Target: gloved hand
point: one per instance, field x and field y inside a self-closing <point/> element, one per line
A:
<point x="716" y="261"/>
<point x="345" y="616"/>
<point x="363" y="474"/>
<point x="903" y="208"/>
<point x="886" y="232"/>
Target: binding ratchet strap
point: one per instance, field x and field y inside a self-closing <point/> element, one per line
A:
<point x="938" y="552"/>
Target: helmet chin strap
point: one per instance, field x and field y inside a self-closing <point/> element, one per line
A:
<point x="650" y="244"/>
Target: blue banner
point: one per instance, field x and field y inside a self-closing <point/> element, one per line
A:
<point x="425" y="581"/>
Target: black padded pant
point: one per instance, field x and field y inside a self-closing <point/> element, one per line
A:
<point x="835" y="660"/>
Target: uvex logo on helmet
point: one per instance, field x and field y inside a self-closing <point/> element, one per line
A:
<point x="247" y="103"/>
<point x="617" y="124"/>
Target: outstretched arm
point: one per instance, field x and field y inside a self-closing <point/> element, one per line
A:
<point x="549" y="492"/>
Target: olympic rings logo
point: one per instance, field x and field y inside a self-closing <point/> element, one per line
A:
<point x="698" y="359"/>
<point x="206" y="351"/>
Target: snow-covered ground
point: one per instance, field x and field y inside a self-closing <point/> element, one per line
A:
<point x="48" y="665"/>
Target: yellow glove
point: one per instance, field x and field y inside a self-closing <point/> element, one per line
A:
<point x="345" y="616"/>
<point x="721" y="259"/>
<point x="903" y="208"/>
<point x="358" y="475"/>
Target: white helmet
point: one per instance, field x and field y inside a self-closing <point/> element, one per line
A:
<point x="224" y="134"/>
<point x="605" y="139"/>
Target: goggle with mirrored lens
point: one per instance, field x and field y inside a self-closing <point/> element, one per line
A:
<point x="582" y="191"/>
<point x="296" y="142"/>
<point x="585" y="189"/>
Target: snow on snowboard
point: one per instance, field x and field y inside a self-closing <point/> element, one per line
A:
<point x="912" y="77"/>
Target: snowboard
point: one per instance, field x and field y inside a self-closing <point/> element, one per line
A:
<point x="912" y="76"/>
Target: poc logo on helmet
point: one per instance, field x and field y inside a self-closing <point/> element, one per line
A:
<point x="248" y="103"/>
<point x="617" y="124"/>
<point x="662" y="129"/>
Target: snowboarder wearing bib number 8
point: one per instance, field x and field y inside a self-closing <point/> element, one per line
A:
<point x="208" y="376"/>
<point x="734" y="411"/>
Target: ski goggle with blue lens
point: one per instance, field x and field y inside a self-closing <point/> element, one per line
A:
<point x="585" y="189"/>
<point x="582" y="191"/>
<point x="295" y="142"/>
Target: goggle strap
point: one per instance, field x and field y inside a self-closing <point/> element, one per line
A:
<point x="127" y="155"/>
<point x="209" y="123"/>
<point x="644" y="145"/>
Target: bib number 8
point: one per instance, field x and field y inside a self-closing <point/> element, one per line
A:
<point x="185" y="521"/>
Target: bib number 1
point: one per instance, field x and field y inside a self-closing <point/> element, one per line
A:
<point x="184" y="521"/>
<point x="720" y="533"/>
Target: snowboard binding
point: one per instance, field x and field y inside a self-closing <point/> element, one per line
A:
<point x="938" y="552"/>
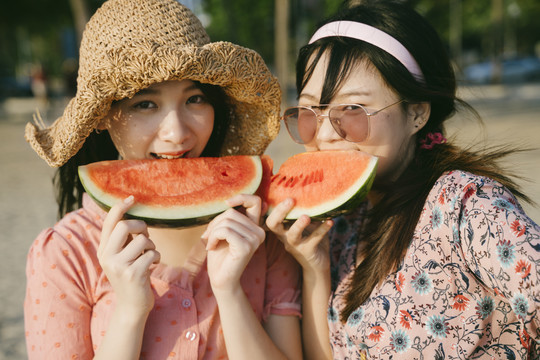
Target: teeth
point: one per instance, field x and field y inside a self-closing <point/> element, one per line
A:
<point x="163" y="156"/>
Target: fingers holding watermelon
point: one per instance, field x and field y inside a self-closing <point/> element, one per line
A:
<point x="126" y="253"/>
<point x="305" y="239"/>
<point x="232" y="239"/>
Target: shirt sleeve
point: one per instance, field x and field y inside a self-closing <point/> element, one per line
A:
<point x="282" y="294"/>
<point x="501" y="245"/>
<point x="57" y="306"/>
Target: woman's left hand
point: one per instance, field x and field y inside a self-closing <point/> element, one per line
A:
<point x="232" y="239"/>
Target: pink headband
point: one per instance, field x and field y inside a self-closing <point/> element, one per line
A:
<point x="372" y="36"/>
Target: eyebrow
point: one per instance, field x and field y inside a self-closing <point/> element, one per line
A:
<point x="352" y="93"/>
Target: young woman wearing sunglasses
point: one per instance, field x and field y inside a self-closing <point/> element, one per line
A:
<point x="440" y="261"/>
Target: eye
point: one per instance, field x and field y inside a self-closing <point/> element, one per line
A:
<point x="350" y="107"/>
<point x="197" y="99"/>
<point x="146" y="104"/>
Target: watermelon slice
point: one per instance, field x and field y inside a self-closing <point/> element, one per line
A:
<point x="324" y="184"/>
<point x="172" y="193"/>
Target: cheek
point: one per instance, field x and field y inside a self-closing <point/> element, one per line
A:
<point x="205" y="125"/>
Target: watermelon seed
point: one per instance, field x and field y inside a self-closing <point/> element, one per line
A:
<point x="282" y="179"/>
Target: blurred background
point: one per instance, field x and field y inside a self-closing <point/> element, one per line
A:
<point x="495" y="46"/>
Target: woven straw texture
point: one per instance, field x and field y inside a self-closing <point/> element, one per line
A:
<point x="129" y="45"/>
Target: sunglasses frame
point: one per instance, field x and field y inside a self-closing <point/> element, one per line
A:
<point x="328" y="107"/>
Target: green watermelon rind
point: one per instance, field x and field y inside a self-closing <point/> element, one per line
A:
<point x="343" y="204"/>
<point x="170" y="217"/>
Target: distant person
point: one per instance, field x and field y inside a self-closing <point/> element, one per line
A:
<point x="69" y="70"/>
<point x="441" y="261"/>
<point x="151" y="86"/>
<point x="38" y="84"/>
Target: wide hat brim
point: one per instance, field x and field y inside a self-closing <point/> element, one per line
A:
<point x="254" y="95"/>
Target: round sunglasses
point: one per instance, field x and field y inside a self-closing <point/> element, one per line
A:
<point x="350" y="121"/>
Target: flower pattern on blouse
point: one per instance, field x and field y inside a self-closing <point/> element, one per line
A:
<point x="468" y="286"/>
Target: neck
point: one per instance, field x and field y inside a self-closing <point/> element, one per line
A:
<point x="175" y="245"/>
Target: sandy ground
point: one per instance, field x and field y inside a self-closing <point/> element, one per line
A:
<point x="511" y="115"/>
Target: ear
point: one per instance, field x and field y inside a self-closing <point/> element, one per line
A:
<point x="418" y="115"/>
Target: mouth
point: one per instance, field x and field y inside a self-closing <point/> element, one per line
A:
<point x="176" y="155"/>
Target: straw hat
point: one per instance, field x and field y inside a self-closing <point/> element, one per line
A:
<point x="129" y="45"/>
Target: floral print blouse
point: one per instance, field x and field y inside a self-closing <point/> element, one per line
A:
<point x="468" y="287"/>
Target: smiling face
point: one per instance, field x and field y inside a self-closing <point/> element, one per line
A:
<point x="391" y="134"/>
<point x="171" y="119"/>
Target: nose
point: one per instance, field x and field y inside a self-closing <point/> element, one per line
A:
<point x="326" y="132"/>
<point x="173" y="128"/>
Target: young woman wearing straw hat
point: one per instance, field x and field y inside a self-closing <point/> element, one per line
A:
<point x="441" y="261"/>
<point x="152" y="85"/>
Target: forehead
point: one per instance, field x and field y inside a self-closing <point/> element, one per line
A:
<point x="362" y="78"/>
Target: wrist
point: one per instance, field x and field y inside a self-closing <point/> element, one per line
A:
<point x="230" y="294"/>
<point x="131" y="316"/>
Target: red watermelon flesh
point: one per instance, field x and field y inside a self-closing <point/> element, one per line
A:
<point x="175" y="192"/>
<point x="323" y="184"/>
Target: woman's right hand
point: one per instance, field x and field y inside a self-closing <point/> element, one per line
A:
<point x="305" y="240"/>
<point x="125" y="253"/>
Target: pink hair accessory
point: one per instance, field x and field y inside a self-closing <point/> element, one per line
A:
<point x="372" y="36"/>
<point x="431" y="140"/>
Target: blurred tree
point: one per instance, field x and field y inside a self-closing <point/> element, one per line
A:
<point x="40" y="32"/>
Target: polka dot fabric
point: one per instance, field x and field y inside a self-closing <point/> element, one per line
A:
<point x="69" y="301"/>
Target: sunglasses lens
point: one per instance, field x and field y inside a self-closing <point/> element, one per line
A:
<point x="301" y="124"/>
<point x="350" y="122"/>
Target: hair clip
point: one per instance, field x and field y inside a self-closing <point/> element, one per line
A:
<point x="431" y="140"/>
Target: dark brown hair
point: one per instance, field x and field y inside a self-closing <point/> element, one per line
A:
<point x="99" y="146"/>
<point x="392" y="221"/>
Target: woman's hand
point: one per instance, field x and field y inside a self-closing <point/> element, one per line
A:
<point x="305" y="240"/>
<point x="125" y="253"/>
<point x="232" y="238"/>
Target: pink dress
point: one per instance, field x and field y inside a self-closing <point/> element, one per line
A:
<point x="69" y="300"/>
<point x="468" y="287"/>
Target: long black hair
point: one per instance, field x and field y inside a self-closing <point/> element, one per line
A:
<point x="392" y="221"/>
<point x="98" y="146"/>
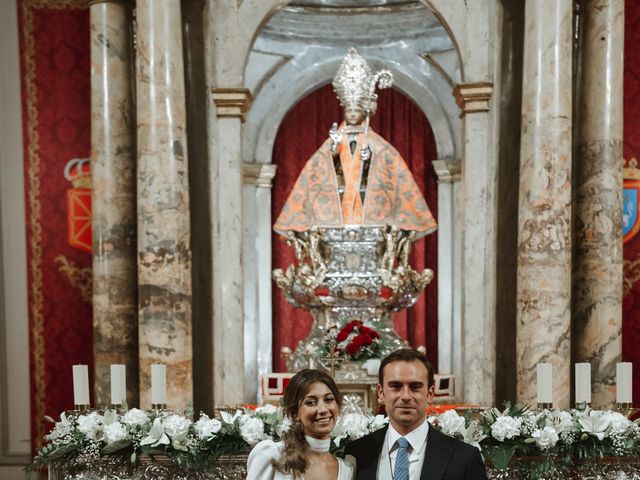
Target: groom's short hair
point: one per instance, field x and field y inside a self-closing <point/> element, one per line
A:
<point x="406" y="355"/>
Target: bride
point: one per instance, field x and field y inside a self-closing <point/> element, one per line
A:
<point x="312" y="402"/>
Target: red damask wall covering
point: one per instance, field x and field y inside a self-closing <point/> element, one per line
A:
<point x="631" y="301"/>
<point x="55" y="71"/>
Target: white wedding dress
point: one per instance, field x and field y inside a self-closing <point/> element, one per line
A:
<point x="259" y="463"/>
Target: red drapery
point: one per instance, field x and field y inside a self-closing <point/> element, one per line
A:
<point x="55" y="71"/>
<point x="631" y="301"/>
<point x="304" y="128"/>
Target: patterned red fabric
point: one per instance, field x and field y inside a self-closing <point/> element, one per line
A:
<point x="631" y="302"/>
<point x="54" y="44"/>
<point x="302" y="131"/>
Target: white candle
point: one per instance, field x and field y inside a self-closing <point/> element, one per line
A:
<point x="158" y="384"/>
<point x="118" y="384"/>
<point x="624" y="379"/>
<point x="80" y="385"/>
<point x="545" y="382"/>
<point x="583" y="383"/>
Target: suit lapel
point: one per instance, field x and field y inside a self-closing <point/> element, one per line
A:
<point x="436" y="456"/>
<point x="369" y="471"/>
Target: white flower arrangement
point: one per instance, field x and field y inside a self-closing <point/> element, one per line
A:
<point x="552" y="434"/>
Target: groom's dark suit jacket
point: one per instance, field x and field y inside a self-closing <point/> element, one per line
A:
<point x="445" y="459"/>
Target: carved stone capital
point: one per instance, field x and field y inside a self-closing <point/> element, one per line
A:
<point x="448" y="171"/>
<point x="128" y="3"/>
<point x="232" y="102"/>
<point x="259" y="174"/>
<point x="473" y="97"/>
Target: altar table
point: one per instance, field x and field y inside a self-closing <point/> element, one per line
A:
<point x="232" y="468"/>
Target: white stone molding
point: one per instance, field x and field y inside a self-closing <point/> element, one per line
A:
<point x="231" y="102"/>
<point x="258" y="174"/>
<point x="473" y="97"/>
<point x="448" y="171"/>
<point x="15" y="416"/>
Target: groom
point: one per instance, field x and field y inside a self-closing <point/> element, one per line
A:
<point x="411" y="449"/>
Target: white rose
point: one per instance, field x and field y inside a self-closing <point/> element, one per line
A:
<point x="618" y="422"/>
<point x="505" y="427"/>
<point x="115" y="432"/>
<point x="251" y="429"/>
<point x="451" y="422"/>
<point x="267" y="409"/>
<point x="545" y="438"/>
<point x="595" y="423"/>
<point x="135" y="417"/>
<point x="207" y="427"/>
<point x="560" y="420"/>
<point x="181" y="442"/>
<point x="377" y="422"/>
<point x="62" y="428"/>
<point x="176" y="426"/>
<point x="91" y="425"/>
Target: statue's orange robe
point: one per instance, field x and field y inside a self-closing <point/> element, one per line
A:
<point x="392" y="196"/>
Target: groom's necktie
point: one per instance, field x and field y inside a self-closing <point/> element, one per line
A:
<point x="401" y="471"/>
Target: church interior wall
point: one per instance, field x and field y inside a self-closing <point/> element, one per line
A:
<point x="15" y="437"/>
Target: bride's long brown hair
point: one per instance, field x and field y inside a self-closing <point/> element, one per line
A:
<point x="294" y="457"/>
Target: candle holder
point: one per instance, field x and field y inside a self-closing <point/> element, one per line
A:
<point x="624" y="408"/>
<point x="582" y="406"/>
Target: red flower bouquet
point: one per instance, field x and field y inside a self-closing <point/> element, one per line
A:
<point x="358" y="341"/>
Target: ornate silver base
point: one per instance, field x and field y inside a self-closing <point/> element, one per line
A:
<point x="350" y="273"/>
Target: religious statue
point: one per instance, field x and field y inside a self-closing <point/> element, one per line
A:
<point x="356" y="177"/>
<point x="351" y="219"/>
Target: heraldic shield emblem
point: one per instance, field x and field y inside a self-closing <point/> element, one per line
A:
<point x="78" y="172"/>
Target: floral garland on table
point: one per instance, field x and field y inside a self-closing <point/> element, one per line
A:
<point x="557" y="436"/>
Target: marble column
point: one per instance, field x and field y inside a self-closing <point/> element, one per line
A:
<point x="164" y="255"/>
<point x="478" y="210"/>
<point x="228" y="282"/>
<point x="115" y="311"/>
<point x="597" y="315"/>
<point x="544" y="207"/>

=== DIRECTIVE ===
Everything from the line containing "Target: statue's orange robe" through the last line of the records must be given again exactly; leave out all other lines.

=== FULL ANSWER ===
Target: statue's orange robe
point: one per instance, field x and field y inside a self-closing <point/> element, one per line
A:
<point x="392" y="196"/>
Target: groom's necktie
point: one per instance, field x and field y inside a self-closing <point/> element, one per line
A:
<point x="401" y="471"/>
Target: church interior wall
point: one per instance, field x and field y inside a self-closing <point/> element, one per line
A:
<point x="15" y="437"/>
Target: bride's long brown hair
point: one per instance, field x and field y inside a self-closing <point/> element, one per line
A:
<point x="294" y="457"/>
Target: candle holder
point: one per instance, field x and field y inside a self-closing <point/> element, one per line
A:
<point x="624" y="408"/>
<point x="582" y="406"/>
Target: red flower bouquet
point: one per instance, field x and field y inside a self-closing <point/> element, one per line
A:
<point x="358" y="341"/>
Target: ornate silver base
point: one per instance, field x and field y inside a self-closing <point/> element, one per line
A:
<point x="350" y="273"/>
Target: religious statue
point: one per instance, field x and field y inside a self-closing <point/> element, one per line
A:
<point x="356" y="177"/>
<point x="351" y="219"/>
Target: heraldic shield emblem
point: one per instance, field x and field y inside a self-closing <point/> element, one per line
A:
<point x="78" y="172"/>
Target: floral garland on table
point: one per instance, field x and field y inside a self-closing <point/> element, one per line
A:
<point x="557" y="436"/>
Target: marble column
point: one per instance, field x and field y inside a self-closing <point/> element, one per line
A:
<point x="164" y="255"/>
<point x="478" y="210"/>
<point x="228" y="282"/>
<point x="115" y="311"/>
<point x="597" y="315"/>
<point x="544" y="207"/>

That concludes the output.